> SOURCE:

Why this is important on HPC

We can use xargs to execute small batch jobs on a small number of files. This especially becomes powerful on the cluster when we use ls to list files in our HPC project.

Note that as we graduate to workflow tools like WDL/Nextflow, there are other mechanisms for running jobs on multiple files (such as WDL/Cromwell) that we should move to.

Trust me; you don’t want to have to handle iterating through a huge directory and handling when routines give an error, or your jobs get interrupted. Rerunning and resuming failed jobs are what workflow runner tools excel at.

7.5.2 For more information

https://www.baeldung.com/linux/xargs-multiple-arguments

7.6 Variables in Bash Scripts

We’ve already encountered a placeholder variable, %, that we used in running xargs. Let’s talk about declaring variables in bash scripts and using them using variable expansion.

In Bash, we can declare a variable by using <variable_name>=<value>. Note there are no spaces between the variable (my_variable), equals sign, and the value ("ggplot2").

my_variable="ggplot2"

echo "My favorite R package is ${my_variable}"
My favorite R package is ggplot2

Take a look at line 3 above. We expand the variable (that is, we substitute the actual variable) by using ${my_variable} in our echo statement.

In general, when expanding a variable in a quoted string, it is better to use ${my_variable} (the variable name in curly brackets). This is especially important when using the variable name as part of a string:

my_var="chr1"
echo "${my_var}_1.vcf.gz"
chr1_1.vcf.gz

If we didn’t use the braces here, like this:

echo "$my_var_1.vcf.gz"

Bash would look for the variable $my_var_1, which doesn’t exist. So use the curly braces {} when you expand variables. It’s safer overall.

There is an alternate method for variable expansion which we will use when we call a sub-shell - a shell within a shell, much like in our xargs command above. We need to use parentheses () to expand them within the sub-shell, but not the top-shell. We’ll use this when we process multiple files within a single worker.

7.6.1 basename can be very handy when on workers

If we are processing a bunch of files on a worker, we need a way to get the bare filename from a dxfuse path. We will take advantage of this when we run process multiple files on the worker.

[Dataset records]
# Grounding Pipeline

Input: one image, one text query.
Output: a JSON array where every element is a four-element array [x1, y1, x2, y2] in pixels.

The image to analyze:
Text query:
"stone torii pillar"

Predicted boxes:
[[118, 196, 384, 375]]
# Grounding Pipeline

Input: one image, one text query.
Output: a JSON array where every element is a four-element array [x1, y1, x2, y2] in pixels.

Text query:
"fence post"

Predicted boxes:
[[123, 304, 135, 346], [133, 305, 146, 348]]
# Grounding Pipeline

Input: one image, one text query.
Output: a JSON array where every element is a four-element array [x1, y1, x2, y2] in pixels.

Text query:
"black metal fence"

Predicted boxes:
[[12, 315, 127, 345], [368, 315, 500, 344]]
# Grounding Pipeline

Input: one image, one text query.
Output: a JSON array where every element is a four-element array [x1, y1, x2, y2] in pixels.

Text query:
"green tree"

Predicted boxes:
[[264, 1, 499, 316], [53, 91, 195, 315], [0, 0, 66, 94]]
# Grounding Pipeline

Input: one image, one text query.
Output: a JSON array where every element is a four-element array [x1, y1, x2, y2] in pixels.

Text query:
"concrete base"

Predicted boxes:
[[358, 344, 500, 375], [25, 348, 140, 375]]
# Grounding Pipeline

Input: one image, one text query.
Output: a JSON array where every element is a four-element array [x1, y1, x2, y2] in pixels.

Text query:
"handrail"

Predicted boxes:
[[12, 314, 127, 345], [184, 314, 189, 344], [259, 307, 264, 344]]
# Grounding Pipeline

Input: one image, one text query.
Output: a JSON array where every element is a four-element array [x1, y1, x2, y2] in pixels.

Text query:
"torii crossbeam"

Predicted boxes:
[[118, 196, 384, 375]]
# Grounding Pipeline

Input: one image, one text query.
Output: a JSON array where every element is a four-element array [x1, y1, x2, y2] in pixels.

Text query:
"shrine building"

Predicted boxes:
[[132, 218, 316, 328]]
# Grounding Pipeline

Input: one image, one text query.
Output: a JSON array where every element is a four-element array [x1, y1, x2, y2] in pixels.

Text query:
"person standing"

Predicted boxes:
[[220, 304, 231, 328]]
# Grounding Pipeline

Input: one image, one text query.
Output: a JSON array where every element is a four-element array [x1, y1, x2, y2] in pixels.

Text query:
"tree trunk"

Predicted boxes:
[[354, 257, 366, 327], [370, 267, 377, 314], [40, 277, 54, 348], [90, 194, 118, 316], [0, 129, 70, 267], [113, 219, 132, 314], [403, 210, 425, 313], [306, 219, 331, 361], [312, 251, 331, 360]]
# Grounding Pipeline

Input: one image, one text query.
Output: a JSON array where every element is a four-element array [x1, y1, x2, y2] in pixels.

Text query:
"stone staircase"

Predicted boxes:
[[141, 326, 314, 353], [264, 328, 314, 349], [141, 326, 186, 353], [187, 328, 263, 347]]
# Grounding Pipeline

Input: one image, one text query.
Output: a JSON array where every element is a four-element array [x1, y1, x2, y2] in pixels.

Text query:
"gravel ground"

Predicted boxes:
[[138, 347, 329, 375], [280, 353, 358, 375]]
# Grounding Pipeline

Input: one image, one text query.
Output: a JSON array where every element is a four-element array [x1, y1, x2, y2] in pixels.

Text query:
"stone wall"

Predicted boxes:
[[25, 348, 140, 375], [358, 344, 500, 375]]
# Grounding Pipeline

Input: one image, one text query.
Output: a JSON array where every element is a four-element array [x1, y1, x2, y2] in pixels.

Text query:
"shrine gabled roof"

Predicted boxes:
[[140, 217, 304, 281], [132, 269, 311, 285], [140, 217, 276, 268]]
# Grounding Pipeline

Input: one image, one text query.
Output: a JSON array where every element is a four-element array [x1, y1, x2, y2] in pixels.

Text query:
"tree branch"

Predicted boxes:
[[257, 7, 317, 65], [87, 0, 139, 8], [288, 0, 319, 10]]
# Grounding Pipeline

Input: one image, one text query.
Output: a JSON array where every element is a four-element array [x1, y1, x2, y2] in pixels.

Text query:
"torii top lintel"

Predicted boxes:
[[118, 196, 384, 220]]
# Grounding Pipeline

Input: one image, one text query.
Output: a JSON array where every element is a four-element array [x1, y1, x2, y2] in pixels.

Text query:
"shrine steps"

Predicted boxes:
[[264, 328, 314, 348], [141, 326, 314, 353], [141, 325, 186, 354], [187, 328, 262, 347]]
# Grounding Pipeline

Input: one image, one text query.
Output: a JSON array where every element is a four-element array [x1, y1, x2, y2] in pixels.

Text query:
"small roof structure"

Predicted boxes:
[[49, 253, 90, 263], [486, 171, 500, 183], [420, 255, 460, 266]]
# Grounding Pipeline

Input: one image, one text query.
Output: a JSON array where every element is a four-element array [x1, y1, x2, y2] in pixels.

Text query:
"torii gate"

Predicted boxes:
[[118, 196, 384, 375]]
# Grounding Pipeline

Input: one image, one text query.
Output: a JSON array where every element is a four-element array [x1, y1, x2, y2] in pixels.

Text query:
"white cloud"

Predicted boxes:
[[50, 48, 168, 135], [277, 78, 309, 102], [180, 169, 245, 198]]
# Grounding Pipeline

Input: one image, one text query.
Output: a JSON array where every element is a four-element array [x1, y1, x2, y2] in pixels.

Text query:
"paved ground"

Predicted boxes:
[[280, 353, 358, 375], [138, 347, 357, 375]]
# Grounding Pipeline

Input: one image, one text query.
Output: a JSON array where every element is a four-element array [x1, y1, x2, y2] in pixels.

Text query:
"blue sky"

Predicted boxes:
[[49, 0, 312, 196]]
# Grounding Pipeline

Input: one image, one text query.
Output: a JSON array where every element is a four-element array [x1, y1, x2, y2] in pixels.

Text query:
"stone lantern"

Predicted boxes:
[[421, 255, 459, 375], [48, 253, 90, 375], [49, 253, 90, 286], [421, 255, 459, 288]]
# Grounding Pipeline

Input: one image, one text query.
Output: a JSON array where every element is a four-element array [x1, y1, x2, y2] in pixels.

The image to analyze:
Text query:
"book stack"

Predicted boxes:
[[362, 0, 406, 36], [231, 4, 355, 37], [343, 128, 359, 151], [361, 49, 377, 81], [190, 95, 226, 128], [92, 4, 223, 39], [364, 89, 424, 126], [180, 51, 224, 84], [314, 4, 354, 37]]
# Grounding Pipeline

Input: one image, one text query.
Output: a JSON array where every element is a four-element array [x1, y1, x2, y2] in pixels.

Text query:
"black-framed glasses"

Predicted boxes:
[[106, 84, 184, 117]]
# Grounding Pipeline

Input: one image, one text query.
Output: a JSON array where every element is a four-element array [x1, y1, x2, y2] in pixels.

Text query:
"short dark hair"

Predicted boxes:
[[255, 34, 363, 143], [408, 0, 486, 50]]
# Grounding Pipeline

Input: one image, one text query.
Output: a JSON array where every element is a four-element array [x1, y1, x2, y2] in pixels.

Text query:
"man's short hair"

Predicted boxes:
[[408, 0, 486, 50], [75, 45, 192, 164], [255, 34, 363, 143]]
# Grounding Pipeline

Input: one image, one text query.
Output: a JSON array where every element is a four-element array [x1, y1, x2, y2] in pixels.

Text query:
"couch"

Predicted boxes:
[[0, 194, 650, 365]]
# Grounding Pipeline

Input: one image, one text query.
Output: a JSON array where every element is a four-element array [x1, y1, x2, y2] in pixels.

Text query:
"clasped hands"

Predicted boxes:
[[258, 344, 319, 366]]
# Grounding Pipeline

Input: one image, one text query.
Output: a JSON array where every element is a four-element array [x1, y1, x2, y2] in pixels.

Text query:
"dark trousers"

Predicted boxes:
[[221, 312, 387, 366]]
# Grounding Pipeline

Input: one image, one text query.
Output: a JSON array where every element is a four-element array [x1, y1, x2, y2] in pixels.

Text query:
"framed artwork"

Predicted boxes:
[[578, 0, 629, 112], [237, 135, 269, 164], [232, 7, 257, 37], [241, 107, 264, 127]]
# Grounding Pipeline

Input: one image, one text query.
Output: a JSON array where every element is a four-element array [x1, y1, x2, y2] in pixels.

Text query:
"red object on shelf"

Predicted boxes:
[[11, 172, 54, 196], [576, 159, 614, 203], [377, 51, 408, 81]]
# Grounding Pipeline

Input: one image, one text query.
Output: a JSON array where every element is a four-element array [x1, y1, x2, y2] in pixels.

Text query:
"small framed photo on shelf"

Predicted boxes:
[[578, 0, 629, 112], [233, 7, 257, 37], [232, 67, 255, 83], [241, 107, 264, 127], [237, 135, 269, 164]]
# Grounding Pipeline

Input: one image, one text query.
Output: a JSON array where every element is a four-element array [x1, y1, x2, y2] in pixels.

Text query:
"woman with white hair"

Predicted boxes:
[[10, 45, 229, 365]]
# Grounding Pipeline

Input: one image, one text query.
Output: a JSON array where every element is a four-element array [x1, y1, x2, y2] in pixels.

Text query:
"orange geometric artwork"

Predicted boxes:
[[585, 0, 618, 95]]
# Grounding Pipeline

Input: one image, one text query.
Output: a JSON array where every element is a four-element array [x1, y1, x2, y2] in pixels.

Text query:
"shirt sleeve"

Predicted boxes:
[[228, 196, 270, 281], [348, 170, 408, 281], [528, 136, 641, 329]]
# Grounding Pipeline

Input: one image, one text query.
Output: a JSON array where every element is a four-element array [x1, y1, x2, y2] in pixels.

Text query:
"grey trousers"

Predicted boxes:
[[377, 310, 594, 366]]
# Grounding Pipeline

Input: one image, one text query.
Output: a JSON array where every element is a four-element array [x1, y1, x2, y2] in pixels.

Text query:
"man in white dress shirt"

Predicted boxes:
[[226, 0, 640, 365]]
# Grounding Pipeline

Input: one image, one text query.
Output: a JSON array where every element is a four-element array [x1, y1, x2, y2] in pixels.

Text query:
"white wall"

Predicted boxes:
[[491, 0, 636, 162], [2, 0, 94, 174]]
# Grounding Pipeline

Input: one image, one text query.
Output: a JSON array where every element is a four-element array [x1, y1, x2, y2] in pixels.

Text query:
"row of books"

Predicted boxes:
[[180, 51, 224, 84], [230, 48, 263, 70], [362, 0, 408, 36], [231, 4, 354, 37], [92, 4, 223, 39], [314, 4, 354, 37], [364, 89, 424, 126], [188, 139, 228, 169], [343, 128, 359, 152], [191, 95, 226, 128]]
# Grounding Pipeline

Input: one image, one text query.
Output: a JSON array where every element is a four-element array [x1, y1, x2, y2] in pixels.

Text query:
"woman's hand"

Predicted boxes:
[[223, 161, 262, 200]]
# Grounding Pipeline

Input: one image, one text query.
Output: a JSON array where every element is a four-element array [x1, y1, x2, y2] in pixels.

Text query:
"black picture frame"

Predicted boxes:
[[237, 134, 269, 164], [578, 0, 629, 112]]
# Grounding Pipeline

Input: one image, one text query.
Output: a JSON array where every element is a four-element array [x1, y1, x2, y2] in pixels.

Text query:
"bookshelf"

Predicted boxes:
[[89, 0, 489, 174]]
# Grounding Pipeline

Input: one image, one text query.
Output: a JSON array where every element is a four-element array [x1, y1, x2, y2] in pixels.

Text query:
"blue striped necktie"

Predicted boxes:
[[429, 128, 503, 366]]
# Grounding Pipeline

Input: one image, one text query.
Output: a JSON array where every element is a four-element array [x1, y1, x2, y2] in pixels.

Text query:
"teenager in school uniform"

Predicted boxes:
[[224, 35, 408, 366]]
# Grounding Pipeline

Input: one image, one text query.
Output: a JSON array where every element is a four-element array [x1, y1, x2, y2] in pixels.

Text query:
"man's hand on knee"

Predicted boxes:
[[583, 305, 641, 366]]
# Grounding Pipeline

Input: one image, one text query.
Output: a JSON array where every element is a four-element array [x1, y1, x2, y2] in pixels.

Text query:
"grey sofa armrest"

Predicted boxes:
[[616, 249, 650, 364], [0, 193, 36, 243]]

> WRITTEN INSTRUCTION 1: List every numbered section heading in the Bash scripting text.
> WRITTEN INSTRUCTION 2: Write the next part of the Bash scripting text, picking up after its final sentence.

> FINAL RESULT 1:
7.5.2 For more information
7.6 Variables in Bash Scripts
7.6.1 basename can be very handy when on workers

> FINAL RESULT 2:
For example:

basename /mnt/project/worker_scripts/srun-script.sh

This will return:

srun-script.sh

Which can be really handy when we name our outputs. This command is so handy it is used in WDL.

7.7 Quoting and Escaping Filenames in Bash

One point of confusion is when do you quote things in Bash? When do you use single quotes (') versus double-quotes (")? When do you use \ to escape characters?

Let’s talk about some quoting rules in Bash. I’ve tried to make things as simplified and generalized as possible, rather than stating all of the rules for each quote.

  1. If you have spaces in a filename, use double quotes ("chr 1.bam")
  2. If you have a single quote in the filename, use double quotes to wrap it ("ted's file.bam")
  3. Only escape characters when necessary - if you can solve a problem with quotes, use them
  4. If you need to preserve an escaped character, use single quotes

Let’s go over each of these with an example.

7.7.1 If you have spaces in a filename, use double quotes (Most common)

For example, if your filename is chr 1 file.bam, then use double quotes in your argument

samtools view -c "chr 1 file.bam"

7.7.2 If you have a single quote in the name, use double quotes to wrap it (less common)

Say you have a file called ted's new file.bam. This can be a problem when you are calling it, especially because of the single quote.

In this case, you can do this:

samtools view -c "ted's new file.bam"

7.7.3 Only escape characters when necessary (less common)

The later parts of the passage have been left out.